>> START

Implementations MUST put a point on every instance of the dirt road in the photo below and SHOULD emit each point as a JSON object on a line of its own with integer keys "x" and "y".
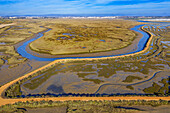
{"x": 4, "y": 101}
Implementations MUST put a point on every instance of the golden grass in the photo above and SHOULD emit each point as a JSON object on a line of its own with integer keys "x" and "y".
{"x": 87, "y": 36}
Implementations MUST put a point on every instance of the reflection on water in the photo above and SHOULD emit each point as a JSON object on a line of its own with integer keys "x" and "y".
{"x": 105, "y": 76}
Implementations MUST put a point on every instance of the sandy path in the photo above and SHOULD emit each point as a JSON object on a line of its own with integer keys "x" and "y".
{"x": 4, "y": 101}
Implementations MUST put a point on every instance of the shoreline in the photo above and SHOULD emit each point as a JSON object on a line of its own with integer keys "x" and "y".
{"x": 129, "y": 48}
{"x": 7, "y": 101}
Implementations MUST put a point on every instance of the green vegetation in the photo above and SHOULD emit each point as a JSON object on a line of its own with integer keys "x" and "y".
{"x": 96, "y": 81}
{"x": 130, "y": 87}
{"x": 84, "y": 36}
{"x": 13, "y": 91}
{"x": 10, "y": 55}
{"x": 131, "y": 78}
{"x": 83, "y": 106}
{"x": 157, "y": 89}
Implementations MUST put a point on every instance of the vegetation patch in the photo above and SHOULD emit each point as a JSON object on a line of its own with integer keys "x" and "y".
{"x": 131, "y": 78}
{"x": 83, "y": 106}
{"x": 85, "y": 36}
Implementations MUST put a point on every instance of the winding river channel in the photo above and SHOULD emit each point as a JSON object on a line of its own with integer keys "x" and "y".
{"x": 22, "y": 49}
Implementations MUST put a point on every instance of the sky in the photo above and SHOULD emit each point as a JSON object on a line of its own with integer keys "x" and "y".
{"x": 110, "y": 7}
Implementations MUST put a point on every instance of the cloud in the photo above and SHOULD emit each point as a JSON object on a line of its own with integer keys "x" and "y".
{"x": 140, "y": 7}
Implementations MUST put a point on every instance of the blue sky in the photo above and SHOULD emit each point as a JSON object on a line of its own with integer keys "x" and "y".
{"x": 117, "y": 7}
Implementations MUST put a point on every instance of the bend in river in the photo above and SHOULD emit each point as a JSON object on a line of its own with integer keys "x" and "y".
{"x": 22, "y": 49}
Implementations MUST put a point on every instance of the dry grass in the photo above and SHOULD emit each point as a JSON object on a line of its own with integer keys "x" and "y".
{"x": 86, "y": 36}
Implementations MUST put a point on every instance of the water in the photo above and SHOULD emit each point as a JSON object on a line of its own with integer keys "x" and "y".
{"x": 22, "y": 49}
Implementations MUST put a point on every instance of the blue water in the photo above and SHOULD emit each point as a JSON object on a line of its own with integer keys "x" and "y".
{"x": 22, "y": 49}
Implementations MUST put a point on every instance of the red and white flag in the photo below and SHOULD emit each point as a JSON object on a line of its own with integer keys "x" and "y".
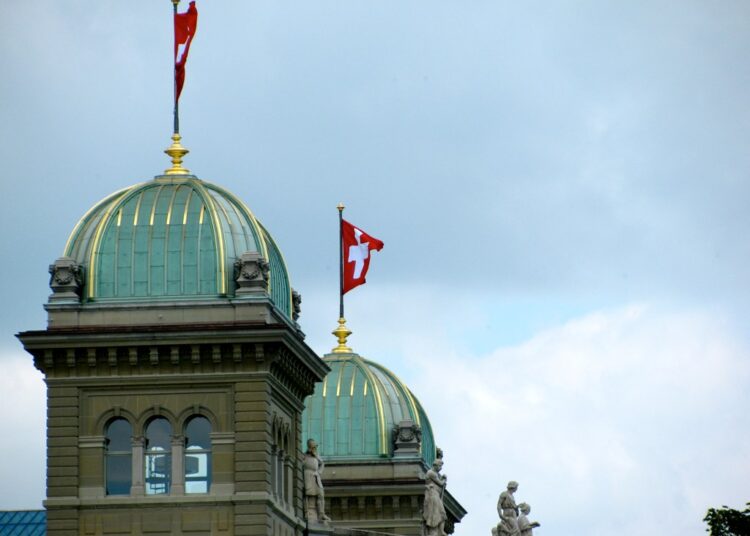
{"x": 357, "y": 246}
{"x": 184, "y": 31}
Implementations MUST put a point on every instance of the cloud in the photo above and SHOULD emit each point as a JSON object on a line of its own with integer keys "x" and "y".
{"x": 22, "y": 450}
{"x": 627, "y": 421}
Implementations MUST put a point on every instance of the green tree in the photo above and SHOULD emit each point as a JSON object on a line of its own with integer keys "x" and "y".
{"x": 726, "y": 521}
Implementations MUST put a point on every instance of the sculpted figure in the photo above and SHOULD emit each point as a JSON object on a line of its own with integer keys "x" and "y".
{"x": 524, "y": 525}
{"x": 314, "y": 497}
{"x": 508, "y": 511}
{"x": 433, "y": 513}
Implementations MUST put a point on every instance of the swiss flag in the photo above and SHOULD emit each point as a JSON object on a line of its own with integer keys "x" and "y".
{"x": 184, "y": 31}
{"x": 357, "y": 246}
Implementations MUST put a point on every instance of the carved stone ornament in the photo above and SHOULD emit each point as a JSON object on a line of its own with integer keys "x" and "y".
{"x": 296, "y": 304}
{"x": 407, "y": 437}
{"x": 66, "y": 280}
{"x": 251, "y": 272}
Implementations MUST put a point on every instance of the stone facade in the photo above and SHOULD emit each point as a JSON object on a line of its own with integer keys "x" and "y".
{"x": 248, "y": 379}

>> END
>> START

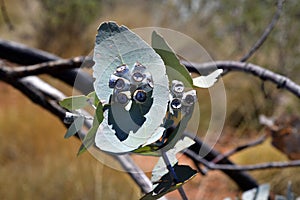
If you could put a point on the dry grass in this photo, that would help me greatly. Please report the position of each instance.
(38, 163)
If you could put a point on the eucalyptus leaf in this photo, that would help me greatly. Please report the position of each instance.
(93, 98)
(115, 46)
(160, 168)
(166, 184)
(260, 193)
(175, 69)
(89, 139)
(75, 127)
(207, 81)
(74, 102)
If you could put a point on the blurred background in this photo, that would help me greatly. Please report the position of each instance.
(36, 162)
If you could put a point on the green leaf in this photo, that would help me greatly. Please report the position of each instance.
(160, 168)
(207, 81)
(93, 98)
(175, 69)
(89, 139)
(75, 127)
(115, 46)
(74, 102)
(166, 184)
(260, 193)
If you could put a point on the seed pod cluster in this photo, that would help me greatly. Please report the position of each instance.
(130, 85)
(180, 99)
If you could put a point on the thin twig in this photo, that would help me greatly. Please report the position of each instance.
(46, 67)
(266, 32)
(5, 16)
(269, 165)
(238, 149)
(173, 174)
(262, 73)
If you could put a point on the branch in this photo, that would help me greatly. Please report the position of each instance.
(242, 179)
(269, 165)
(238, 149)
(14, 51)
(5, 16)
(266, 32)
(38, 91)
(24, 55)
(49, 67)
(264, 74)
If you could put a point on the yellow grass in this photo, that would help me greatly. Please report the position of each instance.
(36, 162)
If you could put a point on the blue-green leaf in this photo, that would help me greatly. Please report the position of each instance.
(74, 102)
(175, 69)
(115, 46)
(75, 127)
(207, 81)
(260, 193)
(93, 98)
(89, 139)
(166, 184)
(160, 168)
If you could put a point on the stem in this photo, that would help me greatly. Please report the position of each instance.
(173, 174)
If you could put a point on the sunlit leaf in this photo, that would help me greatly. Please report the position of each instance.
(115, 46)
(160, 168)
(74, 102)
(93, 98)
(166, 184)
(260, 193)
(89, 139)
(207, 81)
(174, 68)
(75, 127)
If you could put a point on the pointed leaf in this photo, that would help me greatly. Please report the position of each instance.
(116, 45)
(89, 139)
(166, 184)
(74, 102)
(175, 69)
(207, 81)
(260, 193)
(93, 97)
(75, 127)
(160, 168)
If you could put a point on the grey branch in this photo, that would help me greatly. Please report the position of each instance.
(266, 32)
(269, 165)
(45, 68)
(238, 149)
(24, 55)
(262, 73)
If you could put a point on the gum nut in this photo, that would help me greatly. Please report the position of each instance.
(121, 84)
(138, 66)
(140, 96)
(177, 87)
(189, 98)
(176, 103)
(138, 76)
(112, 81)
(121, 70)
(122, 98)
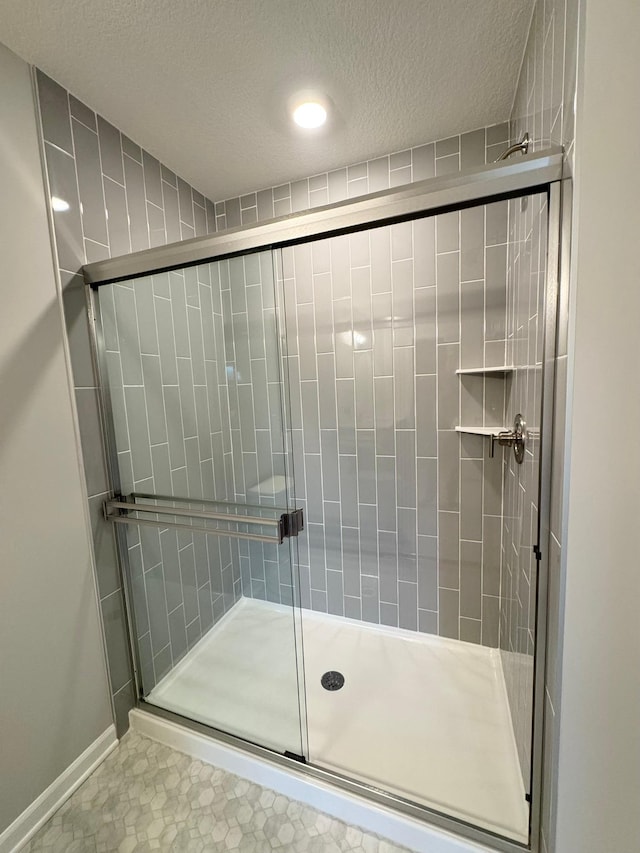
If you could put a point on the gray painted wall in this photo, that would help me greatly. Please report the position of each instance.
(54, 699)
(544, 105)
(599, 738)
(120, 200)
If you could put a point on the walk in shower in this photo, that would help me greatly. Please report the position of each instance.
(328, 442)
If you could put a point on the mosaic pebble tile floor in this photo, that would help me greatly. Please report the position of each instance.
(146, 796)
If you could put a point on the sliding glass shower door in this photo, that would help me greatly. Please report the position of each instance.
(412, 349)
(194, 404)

>> END
>> START

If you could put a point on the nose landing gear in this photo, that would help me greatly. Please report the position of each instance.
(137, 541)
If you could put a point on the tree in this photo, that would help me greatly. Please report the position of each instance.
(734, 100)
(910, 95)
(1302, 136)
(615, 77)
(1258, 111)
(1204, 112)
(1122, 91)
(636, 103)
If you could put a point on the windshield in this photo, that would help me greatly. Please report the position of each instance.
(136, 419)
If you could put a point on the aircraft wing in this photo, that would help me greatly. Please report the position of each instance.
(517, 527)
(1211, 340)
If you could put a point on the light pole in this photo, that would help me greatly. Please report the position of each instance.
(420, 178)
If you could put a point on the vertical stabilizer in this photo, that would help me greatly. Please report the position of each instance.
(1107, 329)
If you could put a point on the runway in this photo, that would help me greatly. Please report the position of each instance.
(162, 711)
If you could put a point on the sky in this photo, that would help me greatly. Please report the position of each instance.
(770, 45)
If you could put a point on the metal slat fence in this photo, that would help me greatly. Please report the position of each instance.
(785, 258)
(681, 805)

>> END

> [Work instructions]:
Reproduce verbatim the data above, starting at the line containing "If you could put a point on the windshield" and ending at the line containing "(1107, 329)", both lines included.

> [Problem solution]:
If you could put a point on the windshield in this photo, that would help me greatly. Please report the position of each instance.
(136, 419)
If you could put a point on the aircraft wing in this photo, that would help me greatly. Please report the position of each instance.
(517, 527)
(1211, 340)
If you could put a point on the light pole in this photo, that would help me greatly. Please report the position of each instance.
(420, 178)
If you could put a point on the vertical stabilizer in this photo, that would help me greatly. Please report the position of each instance.
(1107, 329)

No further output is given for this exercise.